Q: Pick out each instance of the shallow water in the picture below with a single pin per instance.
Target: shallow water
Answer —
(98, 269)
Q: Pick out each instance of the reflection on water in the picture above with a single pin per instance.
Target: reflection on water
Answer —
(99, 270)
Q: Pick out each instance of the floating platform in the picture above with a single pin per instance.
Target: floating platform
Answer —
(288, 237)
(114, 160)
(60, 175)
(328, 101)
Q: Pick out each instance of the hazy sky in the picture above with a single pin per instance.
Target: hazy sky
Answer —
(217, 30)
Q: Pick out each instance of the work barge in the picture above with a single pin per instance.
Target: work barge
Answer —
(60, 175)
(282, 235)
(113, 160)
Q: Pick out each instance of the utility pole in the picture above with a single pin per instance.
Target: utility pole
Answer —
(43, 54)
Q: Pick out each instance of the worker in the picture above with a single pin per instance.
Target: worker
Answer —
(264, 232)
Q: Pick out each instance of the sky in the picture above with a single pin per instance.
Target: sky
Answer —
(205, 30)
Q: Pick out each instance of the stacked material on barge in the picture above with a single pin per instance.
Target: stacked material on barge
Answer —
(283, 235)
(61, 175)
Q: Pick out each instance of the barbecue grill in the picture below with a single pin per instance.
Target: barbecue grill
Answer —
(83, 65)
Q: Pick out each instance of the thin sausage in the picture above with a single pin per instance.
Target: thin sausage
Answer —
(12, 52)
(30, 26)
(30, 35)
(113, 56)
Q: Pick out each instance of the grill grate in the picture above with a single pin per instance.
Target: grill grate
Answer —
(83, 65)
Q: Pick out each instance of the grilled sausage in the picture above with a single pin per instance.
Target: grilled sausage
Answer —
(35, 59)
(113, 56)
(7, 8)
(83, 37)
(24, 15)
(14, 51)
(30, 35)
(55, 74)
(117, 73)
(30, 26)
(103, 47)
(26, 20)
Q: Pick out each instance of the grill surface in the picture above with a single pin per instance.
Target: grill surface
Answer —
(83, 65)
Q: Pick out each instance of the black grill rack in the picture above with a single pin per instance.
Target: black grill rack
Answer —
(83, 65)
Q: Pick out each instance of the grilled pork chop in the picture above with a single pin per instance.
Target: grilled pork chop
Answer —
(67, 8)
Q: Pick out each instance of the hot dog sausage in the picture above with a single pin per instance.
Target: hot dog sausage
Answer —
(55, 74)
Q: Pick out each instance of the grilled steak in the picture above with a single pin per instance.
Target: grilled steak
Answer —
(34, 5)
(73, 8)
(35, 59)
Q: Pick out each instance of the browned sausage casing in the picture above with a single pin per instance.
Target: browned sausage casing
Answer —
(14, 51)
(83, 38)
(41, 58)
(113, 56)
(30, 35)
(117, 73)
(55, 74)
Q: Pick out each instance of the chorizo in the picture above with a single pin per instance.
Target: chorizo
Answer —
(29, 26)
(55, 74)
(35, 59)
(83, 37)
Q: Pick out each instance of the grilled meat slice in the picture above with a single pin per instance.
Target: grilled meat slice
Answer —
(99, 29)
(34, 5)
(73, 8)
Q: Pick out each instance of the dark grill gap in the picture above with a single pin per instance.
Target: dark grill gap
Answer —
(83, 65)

--

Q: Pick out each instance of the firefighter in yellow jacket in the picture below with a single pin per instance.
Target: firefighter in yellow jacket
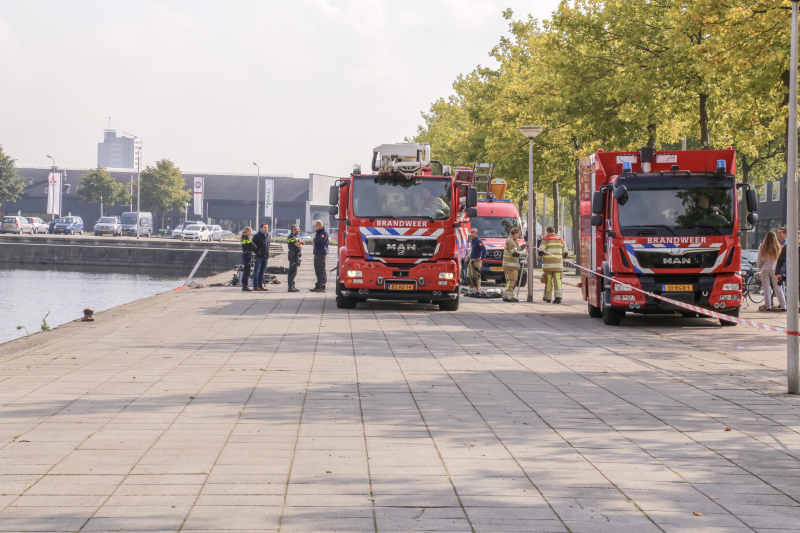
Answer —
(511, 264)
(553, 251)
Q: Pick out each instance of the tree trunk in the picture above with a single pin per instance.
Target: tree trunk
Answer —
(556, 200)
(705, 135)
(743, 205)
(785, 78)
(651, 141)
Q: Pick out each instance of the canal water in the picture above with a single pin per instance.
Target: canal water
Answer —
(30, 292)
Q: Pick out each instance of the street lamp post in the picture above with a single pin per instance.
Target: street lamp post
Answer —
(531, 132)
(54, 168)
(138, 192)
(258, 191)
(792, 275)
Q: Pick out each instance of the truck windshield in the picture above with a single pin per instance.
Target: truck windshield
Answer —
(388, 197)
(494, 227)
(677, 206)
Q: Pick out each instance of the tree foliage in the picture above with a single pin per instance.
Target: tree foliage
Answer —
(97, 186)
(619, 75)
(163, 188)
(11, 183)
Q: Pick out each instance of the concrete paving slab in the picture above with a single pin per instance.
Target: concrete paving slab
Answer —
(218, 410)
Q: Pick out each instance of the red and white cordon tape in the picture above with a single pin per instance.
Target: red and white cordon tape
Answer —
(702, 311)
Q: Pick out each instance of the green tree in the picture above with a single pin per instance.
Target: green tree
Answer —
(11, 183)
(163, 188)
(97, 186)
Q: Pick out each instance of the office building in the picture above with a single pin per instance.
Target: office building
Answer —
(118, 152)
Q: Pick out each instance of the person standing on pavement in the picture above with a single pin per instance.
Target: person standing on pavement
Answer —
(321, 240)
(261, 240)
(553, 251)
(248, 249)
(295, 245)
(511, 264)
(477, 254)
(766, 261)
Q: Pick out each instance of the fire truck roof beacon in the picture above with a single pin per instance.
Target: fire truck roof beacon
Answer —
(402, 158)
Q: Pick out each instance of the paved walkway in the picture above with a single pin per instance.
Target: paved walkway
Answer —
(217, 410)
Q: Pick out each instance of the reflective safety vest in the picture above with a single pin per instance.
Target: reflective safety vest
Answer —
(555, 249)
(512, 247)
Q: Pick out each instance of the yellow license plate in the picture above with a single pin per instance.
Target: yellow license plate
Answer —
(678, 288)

▶ What needs to be done
Show each line above that contains the word "worker", copying every such line in full. Treat uppercase and lowercase as different.

▶ Correct result
Q: Pick out each instance of the worker in the picture above with a single pin per instance.
Target: worker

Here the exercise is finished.